Problem statement →
Print every one of the records verbatim, omitting nothing.

(Point-per-instance localization data)
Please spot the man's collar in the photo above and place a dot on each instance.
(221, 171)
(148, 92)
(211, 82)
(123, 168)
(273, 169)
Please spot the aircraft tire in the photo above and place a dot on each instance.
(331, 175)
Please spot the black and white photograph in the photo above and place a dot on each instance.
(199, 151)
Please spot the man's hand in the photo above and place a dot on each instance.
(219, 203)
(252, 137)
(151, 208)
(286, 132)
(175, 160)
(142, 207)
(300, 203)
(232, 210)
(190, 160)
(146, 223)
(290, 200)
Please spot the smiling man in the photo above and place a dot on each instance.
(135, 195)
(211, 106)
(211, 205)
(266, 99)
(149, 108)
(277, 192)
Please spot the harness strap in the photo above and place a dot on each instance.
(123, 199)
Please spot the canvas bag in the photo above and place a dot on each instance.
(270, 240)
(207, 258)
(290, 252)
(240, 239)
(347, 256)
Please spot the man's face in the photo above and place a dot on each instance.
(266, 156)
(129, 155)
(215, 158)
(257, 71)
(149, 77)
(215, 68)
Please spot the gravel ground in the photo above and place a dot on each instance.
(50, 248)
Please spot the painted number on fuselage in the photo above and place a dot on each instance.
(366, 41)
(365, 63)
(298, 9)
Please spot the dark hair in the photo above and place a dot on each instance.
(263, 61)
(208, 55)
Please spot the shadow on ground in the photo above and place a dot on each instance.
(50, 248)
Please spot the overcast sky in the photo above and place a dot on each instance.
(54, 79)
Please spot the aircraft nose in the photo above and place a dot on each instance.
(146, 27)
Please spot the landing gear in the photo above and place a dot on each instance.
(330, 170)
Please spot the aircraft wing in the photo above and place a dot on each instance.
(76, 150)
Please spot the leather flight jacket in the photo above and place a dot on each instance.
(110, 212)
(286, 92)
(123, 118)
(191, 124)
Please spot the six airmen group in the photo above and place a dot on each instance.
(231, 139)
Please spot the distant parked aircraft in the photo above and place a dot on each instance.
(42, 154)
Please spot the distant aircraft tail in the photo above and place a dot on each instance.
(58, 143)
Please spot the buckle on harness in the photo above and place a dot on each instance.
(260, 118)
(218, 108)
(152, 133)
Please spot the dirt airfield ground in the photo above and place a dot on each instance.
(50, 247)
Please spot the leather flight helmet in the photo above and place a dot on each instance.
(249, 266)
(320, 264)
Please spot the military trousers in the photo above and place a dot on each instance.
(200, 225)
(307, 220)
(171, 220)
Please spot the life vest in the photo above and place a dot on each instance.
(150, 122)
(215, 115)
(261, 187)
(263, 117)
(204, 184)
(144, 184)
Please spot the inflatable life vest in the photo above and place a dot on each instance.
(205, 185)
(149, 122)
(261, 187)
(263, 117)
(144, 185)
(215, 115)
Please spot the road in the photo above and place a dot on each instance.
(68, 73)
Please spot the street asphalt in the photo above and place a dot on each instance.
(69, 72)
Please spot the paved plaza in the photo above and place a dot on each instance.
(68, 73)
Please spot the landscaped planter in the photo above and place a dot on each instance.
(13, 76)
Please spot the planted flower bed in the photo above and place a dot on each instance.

Solution for this exercise →
Please spot the man's collar in the photo above and place a dot on each instance.
(221, 171)
(148, 92)
(211, 82)
(123, 168)
(273, 169)
Please spot the aircraft tire in the photo above and place a dot on each instance.
(331, 175)
Please spot the black and white photograph in the photo above and place a dot on each instance.
(199, 151)
Please spot the man's hand in the photo above and place a dot on each instance.
(219, 203)
(252, 137)
(151, 208)
(286, 132)
(175, 160)
(142, 207)
(300, 203)
(232, 210)
(190, 160)
(146, 223)
(290, 200)
Please spot the smiling man in the photo above and place a dot on each instance.
(135, 195)
(211, 106)
(211, 205)
(266, 99)
(149, 108)
(277, 192)
Please spot the harness strap in the photo above and place a dot on each instance.
(123, 199)
Please spot the canvas bag in the photo above and place a dot on each instance.
(270, 240)
(207, 258)
(290, 252)
(240, 239)
(347, 256)
Please spot the man's face in the photo above and place a dot on each instance.
(266, 156)
(129, 155)
(215, 158)
(257, 71)
(149, 77)
(215, 68)
Please spot the gravel ground in the photo above and place a dot on each instance.
(50, 248)
Please spot the painted number on fuselage in the photo above and place a dot on each instance.
(366, 41)
(365, 63)
(298, 9)
Please spot the dark hair in the photo above and place a dot on each instance.
(263, 61)
(208, 55)
Please spot the shadow on ground in the photo above and place a dot on each instance.
(50, 248)
Please spot the overcast sky in the photo above and place a dot on each instance.
(54, 79)
Please spot the aircraft nose in the photo above and place a dot on each instance.
(146, 27)
Please spot the landing gear in the photo above and place a dot on each instance.
(330, 170)
Please spot the aircraft wing in the photo above and place a dot on each instance.
(76, 150)
Please spot the leather flight jacket in the photo above and place a dot on each instance.
(110, 212)
(286, 92)
(123, 118)
(191, 124)
Please spot the six airmen group in the photo above and place a dot on each instance.
(231, 139)
Please spot the distant parked aircraft in the photo above and place a dot on each instance.
(42, 154)
Please spot the distant aircraft tail in the photo above and place a dot on each instance.
(58, 143)
Please spot the buckle on harness in the photo above and place a dot on each instance.
(260, 118)
(218, 108)
(152, 133)
Please spot the dirt airfield ground in the photo above and place a dot on each instance.
(50, 247)
Please spot the leather flight helmet in the photo above and place a dot on each instance.
(249, 266)
(320, 264)
Please spot the military trousers in the photo above and place a dot on each instance.
(200, 225)
(307, 220)
(171, 220)
Please spot the life vest in the photo above and place a dot on each instance.
(150, 122)
(215, 115)
(261, 187)
(263, 117)
(204, 184)
(144, 184)
Please spot the inflatable life vest in the photo above and place a dot on each instance.
(205, 185)
(149, 122)
(261, 187)
(263, 117)
(144, 185)
(215, 115)
Please spot the road in the photo above and place a dot on each instance.
(68, 73)
Please spot the street asphalt in the photo above and place a dot on each instance.
(69, 72)
Please spot the paved plaza in the photo above and place a dot on each instance.
(68, 73)
Please spot the landscaped planter in the photo above and place a dot on each instance.
(13, 76)
Please spot the planted flower bed in the photo above and place a dot on each instance.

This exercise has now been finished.